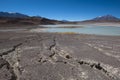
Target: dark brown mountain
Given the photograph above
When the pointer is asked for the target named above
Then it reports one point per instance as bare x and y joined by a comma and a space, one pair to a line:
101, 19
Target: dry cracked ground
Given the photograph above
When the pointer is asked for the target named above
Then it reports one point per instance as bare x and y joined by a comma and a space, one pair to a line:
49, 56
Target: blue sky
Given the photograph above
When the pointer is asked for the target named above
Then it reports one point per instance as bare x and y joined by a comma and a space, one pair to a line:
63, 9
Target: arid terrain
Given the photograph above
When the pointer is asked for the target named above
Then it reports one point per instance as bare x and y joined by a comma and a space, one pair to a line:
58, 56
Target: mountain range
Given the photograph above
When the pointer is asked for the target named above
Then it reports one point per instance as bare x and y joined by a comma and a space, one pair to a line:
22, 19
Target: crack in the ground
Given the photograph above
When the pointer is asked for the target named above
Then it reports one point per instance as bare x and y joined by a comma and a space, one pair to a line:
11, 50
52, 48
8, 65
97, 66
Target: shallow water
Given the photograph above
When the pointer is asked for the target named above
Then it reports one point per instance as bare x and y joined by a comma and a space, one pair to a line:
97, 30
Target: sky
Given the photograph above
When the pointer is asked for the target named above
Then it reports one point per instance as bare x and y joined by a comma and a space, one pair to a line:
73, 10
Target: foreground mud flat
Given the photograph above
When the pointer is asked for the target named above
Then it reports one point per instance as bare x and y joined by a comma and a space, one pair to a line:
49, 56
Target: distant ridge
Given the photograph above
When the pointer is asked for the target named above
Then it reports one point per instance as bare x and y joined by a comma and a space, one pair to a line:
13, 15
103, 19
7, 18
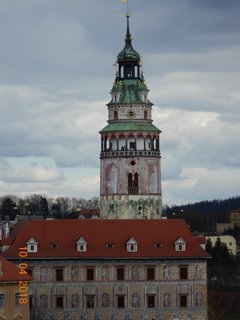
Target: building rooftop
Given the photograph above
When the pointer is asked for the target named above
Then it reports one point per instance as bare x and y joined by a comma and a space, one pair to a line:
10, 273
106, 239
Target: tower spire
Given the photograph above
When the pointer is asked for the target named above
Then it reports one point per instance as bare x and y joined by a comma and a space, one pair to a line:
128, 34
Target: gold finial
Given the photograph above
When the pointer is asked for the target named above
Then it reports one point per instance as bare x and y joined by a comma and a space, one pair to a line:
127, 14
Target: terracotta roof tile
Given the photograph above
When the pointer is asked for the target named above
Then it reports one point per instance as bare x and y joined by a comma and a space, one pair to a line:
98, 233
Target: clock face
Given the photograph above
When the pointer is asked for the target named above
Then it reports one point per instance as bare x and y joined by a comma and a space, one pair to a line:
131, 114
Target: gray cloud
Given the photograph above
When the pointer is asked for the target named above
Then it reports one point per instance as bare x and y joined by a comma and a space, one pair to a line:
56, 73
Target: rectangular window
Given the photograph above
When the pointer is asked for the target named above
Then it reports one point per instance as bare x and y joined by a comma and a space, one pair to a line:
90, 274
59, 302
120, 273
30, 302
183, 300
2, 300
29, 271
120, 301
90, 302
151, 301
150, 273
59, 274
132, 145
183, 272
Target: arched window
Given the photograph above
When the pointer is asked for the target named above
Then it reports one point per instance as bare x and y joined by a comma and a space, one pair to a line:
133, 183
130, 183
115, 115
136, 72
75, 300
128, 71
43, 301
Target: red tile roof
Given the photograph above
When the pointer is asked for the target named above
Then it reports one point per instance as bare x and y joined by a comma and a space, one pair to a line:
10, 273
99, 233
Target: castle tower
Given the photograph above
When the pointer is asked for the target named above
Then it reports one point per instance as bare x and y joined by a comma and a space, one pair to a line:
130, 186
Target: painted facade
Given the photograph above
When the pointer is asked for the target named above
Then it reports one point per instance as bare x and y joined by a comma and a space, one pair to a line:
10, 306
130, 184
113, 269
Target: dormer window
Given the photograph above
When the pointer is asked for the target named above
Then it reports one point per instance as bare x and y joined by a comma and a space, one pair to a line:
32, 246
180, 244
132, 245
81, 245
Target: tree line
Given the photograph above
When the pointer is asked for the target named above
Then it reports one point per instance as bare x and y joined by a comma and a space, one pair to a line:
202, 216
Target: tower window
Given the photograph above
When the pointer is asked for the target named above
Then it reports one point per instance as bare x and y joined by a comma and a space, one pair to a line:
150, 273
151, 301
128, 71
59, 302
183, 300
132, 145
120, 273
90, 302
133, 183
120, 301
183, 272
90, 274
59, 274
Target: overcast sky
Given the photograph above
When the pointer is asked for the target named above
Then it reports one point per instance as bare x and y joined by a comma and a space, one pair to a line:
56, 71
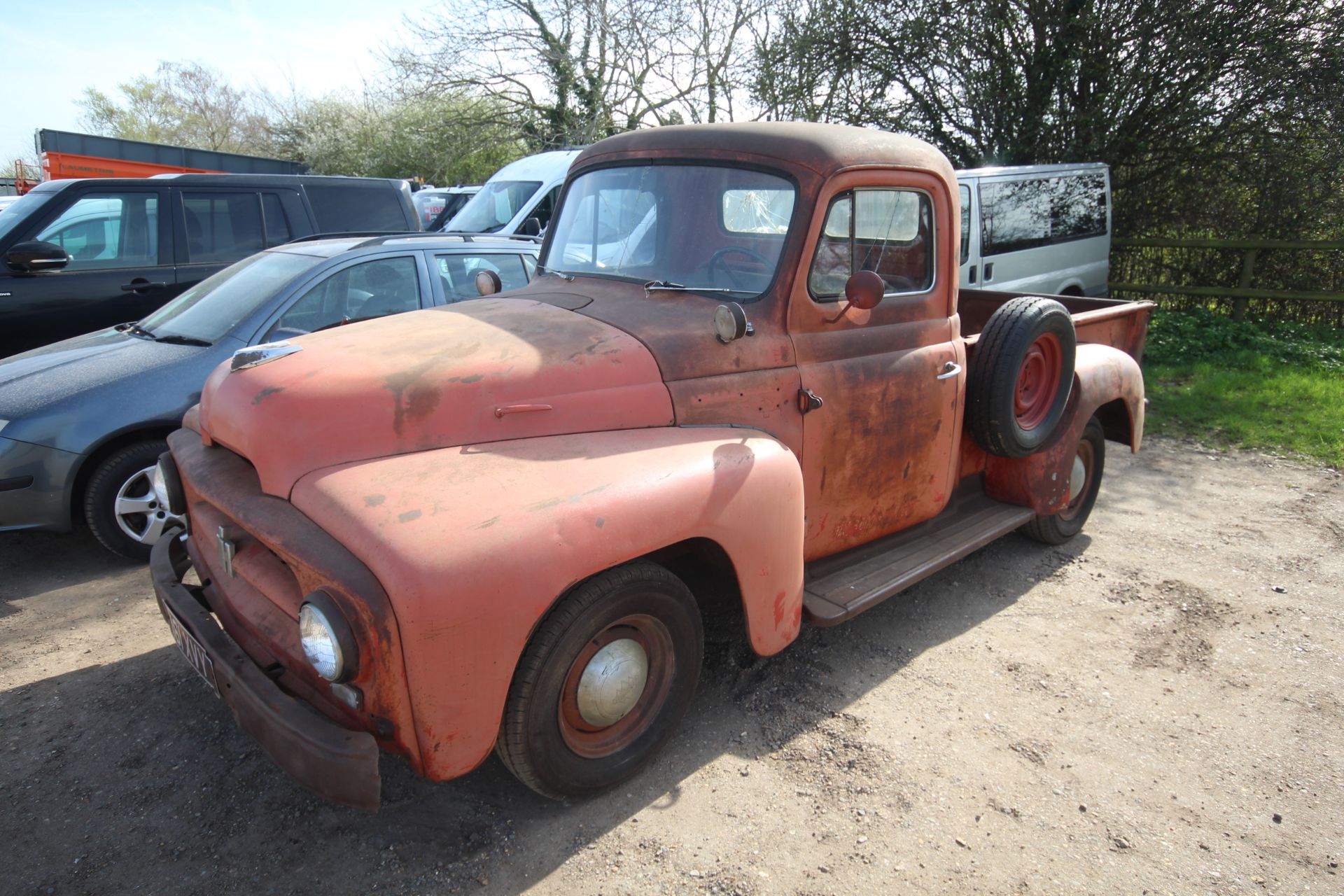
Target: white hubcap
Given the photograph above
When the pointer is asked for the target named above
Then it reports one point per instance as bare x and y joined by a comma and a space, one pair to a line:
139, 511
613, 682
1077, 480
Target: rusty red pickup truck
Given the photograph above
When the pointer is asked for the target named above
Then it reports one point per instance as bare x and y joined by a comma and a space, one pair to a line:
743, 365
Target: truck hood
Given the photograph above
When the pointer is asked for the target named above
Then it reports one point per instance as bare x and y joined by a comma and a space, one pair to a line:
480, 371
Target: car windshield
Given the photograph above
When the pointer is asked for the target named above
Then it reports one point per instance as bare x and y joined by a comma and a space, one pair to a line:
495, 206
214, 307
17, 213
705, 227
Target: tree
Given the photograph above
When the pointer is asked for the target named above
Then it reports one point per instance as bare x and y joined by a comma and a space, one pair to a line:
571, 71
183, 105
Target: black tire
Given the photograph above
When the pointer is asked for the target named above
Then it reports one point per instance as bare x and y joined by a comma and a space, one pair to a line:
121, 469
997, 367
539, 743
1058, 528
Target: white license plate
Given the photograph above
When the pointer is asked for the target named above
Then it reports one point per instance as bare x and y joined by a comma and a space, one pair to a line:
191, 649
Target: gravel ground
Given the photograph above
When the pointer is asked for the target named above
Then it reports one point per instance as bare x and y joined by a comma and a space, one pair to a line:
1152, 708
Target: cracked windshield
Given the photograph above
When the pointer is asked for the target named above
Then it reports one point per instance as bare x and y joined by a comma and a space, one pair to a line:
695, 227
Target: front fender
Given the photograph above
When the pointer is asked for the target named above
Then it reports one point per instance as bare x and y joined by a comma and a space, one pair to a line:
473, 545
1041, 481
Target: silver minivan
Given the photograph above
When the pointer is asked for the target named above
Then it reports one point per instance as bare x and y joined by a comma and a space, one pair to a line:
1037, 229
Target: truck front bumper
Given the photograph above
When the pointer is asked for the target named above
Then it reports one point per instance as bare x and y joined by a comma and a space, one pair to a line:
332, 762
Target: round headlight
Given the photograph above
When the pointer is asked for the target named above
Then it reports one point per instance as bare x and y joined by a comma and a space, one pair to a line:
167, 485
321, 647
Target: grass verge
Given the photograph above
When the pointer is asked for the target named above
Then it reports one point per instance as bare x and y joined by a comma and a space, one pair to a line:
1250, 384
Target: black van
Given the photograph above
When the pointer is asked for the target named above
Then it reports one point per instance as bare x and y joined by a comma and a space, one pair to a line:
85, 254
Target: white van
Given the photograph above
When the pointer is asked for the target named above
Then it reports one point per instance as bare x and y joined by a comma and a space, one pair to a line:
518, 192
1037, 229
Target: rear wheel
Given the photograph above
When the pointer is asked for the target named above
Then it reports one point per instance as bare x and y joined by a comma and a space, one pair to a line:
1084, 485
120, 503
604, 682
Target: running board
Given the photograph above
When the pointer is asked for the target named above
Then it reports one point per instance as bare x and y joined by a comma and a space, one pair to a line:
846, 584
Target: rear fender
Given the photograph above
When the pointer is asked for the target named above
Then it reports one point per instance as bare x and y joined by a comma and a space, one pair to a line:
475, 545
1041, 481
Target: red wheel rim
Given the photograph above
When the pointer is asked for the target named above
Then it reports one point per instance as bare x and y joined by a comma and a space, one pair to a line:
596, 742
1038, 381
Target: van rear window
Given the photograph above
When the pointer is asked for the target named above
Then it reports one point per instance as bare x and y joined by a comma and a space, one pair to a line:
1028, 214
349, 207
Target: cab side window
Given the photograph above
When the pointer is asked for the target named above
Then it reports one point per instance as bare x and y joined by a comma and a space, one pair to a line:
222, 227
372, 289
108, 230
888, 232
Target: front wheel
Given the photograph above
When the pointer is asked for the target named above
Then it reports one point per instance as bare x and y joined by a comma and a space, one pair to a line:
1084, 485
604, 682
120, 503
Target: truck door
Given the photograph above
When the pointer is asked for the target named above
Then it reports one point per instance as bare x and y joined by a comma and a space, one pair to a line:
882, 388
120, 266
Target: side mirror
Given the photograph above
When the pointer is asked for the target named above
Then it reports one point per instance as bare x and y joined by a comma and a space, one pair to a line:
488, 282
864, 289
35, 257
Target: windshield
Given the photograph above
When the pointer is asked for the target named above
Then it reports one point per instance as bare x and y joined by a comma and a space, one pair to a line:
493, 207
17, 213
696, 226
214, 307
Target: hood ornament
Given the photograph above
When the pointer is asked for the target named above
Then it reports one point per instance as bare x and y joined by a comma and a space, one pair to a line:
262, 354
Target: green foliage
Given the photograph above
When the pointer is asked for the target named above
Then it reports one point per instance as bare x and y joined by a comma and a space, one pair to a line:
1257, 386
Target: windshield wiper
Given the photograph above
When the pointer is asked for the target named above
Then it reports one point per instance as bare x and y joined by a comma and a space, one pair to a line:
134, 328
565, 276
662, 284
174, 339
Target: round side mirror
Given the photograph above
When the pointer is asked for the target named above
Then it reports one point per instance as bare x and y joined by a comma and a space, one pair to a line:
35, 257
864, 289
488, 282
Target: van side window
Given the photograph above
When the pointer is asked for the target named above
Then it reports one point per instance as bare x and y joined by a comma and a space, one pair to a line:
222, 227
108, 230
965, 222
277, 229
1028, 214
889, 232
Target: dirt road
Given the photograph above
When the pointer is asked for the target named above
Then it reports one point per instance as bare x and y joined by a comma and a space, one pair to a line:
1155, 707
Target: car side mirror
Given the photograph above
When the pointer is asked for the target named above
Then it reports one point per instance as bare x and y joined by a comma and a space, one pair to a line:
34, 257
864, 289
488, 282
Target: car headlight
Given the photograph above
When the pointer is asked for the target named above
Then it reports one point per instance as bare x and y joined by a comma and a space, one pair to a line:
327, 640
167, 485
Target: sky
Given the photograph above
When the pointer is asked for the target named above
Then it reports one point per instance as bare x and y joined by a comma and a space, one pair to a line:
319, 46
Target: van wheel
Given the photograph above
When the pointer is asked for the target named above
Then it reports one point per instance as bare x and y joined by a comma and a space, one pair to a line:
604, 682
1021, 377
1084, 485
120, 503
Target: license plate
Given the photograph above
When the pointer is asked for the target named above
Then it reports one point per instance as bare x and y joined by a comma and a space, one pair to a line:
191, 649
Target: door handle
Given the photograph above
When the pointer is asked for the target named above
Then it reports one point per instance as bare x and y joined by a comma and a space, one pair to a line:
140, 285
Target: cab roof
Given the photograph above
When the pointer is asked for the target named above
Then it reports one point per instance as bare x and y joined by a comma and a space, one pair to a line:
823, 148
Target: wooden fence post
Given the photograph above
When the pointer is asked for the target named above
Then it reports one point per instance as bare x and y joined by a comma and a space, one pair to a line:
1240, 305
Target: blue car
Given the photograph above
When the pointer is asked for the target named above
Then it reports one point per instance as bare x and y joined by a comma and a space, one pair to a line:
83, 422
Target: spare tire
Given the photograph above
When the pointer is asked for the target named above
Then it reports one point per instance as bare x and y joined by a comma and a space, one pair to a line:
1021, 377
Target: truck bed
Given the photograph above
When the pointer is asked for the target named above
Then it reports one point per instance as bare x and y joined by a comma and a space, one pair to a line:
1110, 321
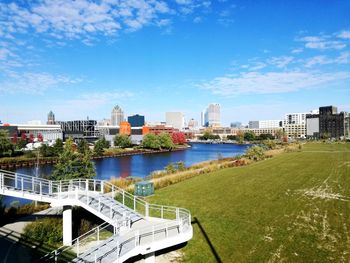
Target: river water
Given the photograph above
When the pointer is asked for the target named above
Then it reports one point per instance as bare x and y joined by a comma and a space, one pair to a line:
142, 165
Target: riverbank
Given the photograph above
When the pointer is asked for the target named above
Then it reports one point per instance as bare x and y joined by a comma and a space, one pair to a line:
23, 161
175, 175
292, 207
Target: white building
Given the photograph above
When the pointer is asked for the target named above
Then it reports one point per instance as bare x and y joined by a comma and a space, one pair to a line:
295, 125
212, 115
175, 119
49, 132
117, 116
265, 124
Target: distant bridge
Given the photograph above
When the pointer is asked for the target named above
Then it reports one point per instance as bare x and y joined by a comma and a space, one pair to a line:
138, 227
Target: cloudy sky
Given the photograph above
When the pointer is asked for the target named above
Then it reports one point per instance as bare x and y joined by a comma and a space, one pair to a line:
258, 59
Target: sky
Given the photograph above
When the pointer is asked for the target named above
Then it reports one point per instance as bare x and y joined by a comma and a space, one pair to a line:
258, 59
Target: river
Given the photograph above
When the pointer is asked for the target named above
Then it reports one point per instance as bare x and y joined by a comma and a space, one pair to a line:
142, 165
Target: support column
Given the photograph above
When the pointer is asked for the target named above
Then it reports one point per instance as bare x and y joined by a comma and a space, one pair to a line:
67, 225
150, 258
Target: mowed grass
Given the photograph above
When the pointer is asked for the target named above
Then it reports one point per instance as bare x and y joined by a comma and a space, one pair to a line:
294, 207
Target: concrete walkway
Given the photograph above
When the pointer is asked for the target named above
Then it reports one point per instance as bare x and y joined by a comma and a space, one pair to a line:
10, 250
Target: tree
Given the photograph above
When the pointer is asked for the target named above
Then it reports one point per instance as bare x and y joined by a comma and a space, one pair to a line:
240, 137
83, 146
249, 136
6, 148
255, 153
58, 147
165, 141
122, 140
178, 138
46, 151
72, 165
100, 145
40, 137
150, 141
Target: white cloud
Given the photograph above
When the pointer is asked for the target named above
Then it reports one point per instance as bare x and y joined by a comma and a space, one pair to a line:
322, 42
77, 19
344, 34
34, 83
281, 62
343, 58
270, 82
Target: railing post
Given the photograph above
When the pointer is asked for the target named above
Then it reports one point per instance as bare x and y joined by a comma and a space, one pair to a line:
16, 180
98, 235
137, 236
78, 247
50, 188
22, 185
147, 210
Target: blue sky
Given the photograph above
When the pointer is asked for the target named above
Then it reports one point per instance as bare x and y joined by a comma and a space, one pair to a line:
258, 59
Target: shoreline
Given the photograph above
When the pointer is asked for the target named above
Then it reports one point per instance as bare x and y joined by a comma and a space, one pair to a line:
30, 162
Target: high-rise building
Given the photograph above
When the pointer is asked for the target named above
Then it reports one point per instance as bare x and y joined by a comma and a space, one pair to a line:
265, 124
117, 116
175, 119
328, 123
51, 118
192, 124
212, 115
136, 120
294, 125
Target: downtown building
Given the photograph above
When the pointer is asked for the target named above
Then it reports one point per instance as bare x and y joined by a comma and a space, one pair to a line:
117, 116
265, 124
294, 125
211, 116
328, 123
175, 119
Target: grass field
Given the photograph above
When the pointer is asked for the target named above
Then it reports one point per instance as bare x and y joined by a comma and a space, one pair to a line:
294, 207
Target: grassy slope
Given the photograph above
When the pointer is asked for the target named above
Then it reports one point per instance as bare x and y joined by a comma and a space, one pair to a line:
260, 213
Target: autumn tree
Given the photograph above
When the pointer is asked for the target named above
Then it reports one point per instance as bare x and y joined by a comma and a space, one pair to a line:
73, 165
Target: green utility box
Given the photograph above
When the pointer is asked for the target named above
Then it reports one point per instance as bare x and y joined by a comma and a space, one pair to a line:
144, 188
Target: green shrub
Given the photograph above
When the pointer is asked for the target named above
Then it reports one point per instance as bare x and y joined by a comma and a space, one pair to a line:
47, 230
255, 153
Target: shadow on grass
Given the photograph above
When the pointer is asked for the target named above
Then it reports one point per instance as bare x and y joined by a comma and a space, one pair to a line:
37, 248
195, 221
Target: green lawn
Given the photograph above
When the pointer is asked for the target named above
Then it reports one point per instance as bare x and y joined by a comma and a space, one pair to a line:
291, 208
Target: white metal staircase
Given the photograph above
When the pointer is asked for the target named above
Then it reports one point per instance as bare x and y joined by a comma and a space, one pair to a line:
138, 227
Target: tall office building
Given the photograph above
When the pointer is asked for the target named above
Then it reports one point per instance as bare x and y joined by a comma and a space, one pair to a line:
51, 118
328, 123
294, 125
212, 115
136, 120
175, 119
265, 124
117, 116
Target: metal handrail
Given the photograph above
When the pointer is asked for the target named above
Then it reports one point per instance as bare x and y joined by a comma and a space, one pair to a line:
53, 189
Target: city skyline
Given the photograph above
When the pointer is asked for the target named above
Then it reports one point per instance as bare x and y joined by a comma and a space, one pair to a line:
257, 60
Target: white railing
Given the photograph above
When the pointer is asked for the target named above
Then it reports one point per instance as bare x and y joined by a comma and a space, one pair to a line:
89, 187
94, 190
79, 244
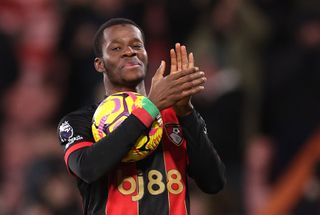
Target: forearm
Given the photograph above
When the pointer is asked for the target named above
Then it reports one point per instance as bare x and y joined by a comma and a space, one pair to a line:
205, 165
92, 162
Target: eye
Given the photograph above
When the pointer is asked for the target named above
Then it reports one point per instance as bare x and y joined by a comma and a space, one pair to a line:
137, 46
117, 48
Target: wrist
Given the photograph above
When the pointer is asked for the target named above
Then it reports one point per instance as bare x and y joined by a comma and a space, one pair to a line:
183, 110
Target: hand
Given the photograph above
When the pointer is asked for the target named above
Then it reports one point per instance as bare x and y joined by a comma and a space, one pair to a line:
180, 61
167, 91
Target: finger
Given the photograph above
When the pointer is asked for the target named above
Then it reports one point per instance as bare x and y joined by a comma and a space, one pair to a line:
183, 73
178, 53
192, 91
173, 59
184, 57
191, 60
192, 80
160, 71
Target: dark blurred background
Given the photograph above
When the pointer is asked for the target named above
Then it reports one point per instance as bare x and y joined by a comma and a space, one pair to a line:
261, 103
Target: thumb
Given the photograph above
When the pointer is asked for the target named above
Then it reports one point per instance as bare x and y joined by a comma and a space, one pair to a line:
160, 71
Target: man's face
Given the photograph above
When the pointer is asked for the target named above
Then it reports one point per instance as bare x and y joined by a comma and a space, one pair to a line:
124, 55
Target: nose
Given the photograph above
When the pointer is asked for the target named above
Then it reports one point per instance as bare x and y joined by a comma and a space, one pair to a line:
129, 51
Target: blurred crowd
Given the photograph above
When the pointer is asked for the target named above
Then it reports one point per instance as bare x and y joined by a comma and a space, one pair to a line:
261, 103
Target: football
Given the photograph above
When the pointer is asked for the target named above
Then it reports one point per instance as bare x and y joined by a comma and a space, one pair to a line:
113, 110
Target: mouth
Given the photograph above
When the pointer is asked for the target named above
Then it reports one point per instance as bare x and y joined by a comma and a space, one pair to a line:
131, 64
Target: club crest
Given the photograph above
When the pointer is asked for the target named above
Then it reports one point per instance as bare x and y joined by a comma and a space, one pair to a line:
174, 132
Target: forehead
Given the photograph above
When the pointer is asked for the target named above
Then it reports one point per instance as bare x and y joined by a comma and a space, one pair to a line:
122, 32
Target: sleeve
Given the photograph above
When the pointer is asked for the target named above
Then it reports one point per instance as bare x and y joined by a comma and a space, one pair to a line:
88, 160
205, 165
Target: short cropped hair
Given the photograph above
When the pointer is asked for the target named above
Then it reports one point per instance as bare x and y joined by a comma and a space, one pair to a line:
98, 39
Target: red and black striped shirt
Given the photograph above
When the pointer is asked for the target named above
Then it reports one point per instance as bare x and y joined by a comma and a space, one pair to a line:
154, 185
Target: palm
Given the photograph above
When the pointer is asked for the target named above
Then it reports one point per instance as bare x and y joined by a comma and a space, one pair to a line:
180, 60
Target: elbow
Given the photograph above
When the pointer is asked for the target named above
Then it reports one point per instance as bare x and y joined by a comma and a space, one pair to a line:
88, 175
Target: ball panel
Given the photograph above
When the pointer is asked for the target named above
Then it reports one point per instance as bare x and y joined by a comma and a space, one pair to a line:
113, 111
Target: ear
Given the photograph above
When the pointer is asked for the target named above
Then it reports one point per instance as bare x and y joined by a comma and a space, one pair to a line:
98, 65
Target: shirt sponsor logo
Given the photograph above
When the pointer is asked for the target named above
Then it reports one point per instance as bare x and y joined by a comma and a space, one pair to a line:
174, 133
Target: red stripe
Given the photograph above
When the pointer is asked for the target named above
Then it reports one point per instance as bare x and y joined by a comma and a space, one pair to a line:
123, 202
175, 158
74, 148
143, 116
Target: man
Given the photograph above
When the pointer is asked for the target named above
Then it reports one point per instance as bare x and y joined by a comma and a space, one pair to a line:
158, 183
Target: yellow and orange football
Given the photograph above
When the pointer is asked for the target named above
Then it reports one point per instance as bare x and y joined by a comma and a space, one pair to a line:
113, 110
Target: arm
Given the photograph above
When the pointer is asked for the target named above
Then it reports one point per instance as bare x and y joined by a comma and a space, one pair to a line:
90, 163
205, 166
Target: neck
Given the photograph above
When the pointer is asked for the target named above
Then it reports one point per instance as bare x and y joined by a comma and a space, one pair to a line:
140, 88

* * * * * * * * *

*What the exercise asks:*
Copy the material from the line containing "Target: shirt sponsor logo" through the end, switching "pointer" to "locator" and leaving everything else unchanged.

*Task output:*
Target: shirt sponsor logo
Given the photograph above
When the locator is asked for the target named above
Then it reports one point per instance as bare x and y joined by a comma and a space, one pair to a line:
174, 133
Target: red stripe
Given the photograph above
When the locator is asked for the target named above
Then it reports one point per instance as bare x and y joined by a comma and a space, one pair to a line:
123, 202
175, 158
74, 148
143, 116
Target: man
Given the photograph above
When the locator is asked for the target named above
Then it reports one point per instance as bare x and y joined by a comma and a space, one pair to a line:
158, 183
Target: yellow and orange football
Given the photograph above
When the locator is asked for the target named above
Then it reports one point per instance as bare x and y joined by a comma and a space, one pair to a line:
113, 110
Target: arm
Given the photograph above
When the locator is asked for the target named above
Then it reports one point per instance as bare x and y joined by a comma and a space, one pair to a line:
90, 163
205, 166
Target: neck
Given the photograph above
When the locator is asked for the target named above
Then it reports one point per instance as bare x and y joined by a comma and a space, one pair to a line:
140, 88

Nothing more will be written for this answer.